Ce qui intéresse les pharmaciens aujourd’hui, ce sont les questions touchant à l’économie. C’est « comment je sauve mon entreprise ? Comment je retrouve de la trésorerie ? » Ces élections sont aussi l’occasion de corriger un dysfonctionnement dont souffre notre profession : un syndicat ultra-majoritaire peut signer seul. Et celui-ci s’est fait piéger par le gouvernement sur la réforme de la rémunération. Il a voulu être le syndicat qui accompagne les réformes avec l’État et l’assurance-maladie. Or l’accord sur l’honoraire est mauvais. La réforme de la rémunération doit être impérativement revue et corrigée, sinon la profession sera dans l’impasse pour trois ans. Il est nécessaire de renégocier très rapidement et ne pas passer à l’étape du 1 euro à la boîte prévue pour janvier 2016. Le seul moyen de montrer que cette évolution ne convient pas aux pharmaciens, c’est qu’il y ait un vote sanction contre le signataire de cet accord qui ne profite qu’à l’assurance-maladie. C’est la seule façon d’être légitime pour ouvrir des négociations avant les élections présidentielles et mettre la profession sur les rails. 8 500 lettres de pharmaciens ont déjà été adressées à la CNAM pour dénoncer cet accord. D’ailleurs, le dernier bilan de l’observatoire de la rémunération de l’officine le montre, la marge recule de 2 % sur le premier semestre de 2015. Cela prouve bien que cette réforme n’est pas adaptée aux baisses de prix, alors qu’elle était censée nous en protéger.
Si vous gagnez les élections aux URPS, quelle réforme de la rémunération défendrez-vous ?
Nous proposons que l’honoraire de 0,80 euro HT à la boîte soit transformé en forfait à la boîte et intégré à l’arrêté de marge, ce qui éviterait toute discussion sur la légitimité d’un honoraire de dispensation en cas de non-prescription. Parallèlement, nous défendons l’idée d’un honoraire à l’ordonnance qui permettrait de compenser les prescriptions les moins rémunératrices. L’objectif est que le pharmacien bénéfice d’un minimum de perception, d’environ 4 euros par ordonnance. Lorsque sa marge est inférieure à ce montant, il percevra alors un honoraire complémentaire. Ce mécanisme permettra d’amortir les baisses de prix et du nombre de lignes prescrites. On mettra en place un véritable honoraire qui correspond à l’acte de validation de l’ordonnance, c’est-à-dire à l’acte de dispensation. Pour nous, cette modification doit se faire dans le cadre d’un contrat de 3 ans avec l’État.

━━━━━━━━━━

■ POINT D'ACTION A ■
Modifiez l'entretien sur la rémunération des pharmaciens, de « Nous proposons que » jusqu'à « ans avec l’État. », en remplaçant « forfait » par « tarif fixe ».
■ POINT D'ACTION B ■
Prolongez l'entretien sur la rémunération des pharmaciens après sa dernière phrase.
La liste ne sert à rien ici.

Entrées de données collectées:
━━━━━━━━━━

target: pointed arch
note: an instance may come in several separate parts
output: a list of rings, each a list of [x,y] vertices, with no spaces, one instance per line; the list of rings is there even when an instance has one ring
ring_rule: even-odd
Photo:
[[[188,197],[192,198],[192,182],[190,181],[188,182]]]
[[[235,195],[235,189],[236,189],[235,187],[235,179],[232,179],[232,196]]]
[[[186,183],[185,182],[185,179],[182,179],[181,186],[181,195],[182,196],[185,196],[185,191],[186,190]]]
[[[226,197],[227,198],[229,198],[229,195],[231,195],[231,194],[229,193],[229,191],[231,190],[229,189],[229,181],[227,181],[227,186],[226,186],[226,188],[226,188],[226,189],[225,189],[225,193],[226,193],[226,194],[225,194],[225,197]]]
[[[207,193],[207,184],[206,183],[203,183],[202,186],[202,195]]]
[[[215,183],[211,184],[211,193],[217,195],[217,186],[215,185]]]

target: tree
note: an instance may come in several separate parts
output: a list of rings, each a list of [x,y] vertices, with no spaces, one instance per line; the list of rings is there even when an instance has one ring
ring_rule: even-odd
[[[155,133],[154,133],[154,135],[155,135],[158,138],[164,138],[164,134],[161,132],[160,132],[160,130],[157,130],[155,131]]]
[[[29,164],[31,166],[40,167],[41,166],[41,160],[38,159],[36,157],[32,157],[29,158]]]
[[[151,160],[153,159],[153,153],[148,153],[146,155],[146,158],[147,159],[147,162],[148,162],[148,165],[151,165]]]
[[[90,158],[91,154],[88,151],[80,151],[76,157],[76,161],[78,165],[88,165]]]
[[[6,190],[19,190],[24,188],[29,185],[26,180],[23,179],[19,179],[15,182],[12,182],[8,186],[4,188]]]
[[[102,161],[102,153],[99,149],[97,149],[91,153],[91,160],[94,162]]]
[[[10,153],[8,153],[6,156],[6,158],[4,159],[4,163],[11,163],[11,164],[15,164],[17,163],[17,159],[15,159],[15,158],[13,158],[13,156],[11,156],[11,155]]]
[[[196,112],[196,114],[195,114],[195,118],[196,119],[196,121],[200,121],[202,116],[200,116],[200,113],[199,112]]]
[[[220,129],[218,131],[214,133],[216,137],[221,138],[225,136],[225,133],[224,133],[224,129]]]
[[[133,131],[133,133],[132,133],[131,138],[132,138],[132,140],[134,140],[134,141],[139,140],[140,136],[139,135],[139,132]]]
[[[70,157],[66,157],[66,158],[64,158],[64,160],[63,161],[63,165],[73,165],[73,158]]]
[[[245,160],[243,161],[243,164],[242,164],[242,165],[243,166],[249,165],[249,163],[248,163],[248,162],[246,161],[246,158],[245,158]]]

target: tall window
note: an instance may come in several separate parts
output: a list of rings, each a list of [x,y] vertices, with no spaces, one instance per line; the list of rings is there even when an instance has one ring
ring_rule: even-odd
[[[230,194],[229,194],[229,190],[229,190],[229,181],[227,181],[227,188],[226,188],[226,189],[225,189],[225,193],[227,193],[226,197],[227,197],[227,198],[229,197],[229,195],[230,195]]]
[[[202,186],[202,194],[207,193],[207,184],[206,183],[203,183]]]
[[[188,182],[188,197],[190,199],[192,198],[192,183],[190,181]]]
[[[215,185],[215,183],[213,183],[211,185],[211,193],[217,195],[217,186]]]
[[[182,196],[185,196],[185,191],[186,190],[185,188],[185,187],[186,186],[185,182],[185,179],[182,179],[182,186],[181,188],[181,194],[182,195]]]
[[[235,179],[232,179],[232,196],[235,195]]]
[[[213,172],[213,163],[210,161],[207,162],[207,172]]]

━━━━━━━━━━

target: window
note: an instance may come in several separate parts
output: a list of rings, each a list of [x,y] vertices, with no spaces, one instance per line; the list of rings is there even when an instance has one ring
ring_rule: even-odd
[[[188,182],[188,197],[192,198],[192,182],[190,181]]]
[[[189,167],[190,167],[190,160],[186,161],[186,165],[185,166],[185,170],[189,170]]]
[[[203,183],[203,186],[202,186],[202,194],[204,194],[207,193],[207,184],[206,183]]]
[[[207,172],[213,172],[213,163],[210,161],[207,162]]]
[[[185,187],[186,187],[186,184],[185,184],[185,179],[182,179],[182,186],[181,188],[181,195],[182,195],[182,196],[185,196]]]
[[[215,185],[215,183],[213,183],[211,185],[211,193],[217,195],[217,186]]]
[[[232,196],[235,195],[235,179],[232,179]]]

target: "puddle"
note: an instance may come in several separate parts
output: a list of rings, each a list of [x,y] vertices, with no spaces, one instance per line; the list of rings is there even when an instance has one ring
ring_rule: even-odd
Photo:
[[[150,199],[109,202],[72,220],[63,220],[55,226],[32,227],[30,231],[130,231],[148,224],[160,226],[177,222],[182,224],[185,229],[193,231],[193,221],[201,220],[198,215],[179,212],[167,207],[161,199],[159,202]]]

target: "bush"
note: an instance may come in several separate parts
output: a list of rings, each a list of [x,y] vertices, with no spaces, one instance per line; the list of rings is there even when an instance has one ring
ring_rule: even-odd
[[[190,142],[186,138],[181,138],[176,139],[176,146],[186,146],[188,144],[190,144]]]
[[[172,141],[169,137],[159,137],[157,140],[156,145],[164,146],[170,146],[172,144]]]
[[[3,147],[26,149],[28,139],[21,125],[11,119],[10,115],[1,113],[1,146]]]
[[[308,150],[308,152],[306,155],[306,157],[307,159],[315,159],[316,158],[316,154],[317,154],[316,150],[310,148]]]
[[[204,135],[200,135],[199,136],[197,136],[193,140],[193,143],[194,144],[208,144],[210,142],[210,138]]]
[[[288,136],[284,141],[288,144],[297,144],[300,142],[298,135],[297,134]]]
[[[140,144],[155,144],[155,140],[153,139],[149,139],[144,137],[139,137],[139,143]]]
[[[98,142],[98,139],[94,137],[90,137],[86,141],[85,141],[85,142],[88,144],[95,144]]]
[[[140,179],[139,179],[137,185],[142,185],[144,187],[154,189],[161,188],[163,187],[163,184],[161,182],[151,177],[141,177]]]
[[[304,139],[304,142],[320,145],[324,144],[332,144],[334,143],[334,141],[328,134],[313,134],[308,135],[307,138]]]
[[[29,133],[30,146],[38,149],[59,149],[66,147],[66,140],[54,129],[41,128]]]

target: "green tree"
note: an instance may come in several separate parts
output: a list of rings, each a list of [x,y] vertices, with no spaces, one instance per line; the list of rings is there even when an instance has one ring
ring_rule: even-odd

━━━━━━━━━━

■ RÉPONSE RÉDIGÉE A ■
Nous proposons que l’honoraire de 0,80 euro HT à la boîte soit transformé en tarif fixe à la boîte et intégré à l’arrêté de marge, ce qui éviterait toute discussion sur la légitimité d’un honoraire de dispensation en cas de non-prescription. Parallèlement, nous défendons l’idée d’un honoraire à l’ordonnance qui permettrait de compenser les prescriptions les moins rémunératrices. L’objectif est que le pharmacien bénéfice d’un minimum de perception, d’environ 4 euros par ordonnance. Lorsque sa marge est inférieure à ce montant, il percevra alors un honoraire complémentaire. Ce mécanisme permettra d’amortir les baisses de prix et du nombre de lignes prescrites. On mettra en place un véritable honoraire qui correspond à l’acte de validation de l’ordonnance, c’est-à-dire à l’acte de dispensation. Pour nous, cette modification doit se faire dans le cadre d’un contrat de 3 ans avec l’État.

■ RÉPONSE RÉDIGÉE B ■
C’est ce que nous demanderons au nouveau au directeur général de l’assurance-maladie, Nicolas Revel, avec qui nous débattrons lors des Rencontres de l’USPO. Il doit également y avoir une synergie entre les conventions médicale et pharmaceutique.
Vous estimez qu’il n’y a pas de cohérence dans les accords signés entre l’assurance-maladie, les médecins et les pharmaciens ?
En effet, que ce soit pour la prise en charge des patients chroniques ou celle des personnes âgées, les conventions médicales et pharmaceutiques vont dans des sens opposés. D’un côté le pharmacien perçoit des honoraire à la boîte et pour les ordonnances de 5 lignes et plus ; de l’autre, les médecins sont incités, via un dispositif de ROSP*, à diminuer le nombre de boîtes et de lignes par prescription. Aujourd’hui, nous ne sommes pas seulement confrontés à un problème de baisse de prix, mais aussi d’incohérence entre le contenu de la convention médicale et celui de la nôtre. Sans parler de la nouvelle ROSP pour la substitution générique que l’assurance-maladie souhaite revoir pour 2016. Que l’on modifie certains paramètres, pourquoi pas, mais l’enveloppe ne peut être inférieure à celle de cette année. La marge recule, les prix des médicaments baissent, et en particulier ceux des génériques. La profession a déjà largement contribué aux efforts d’économies. Diminuer la ROSP générique serait une double peine. Les économies faites sur notre marge par ce mauvais accord sur la rémunération et la tentative de baisser la ROSP générique servent à alimenter la négociation pour les autres professionnels de santé. L’USPO est déterminée à négocier pied à pied pour retrouver une économie plus robuste pour toutes les officines.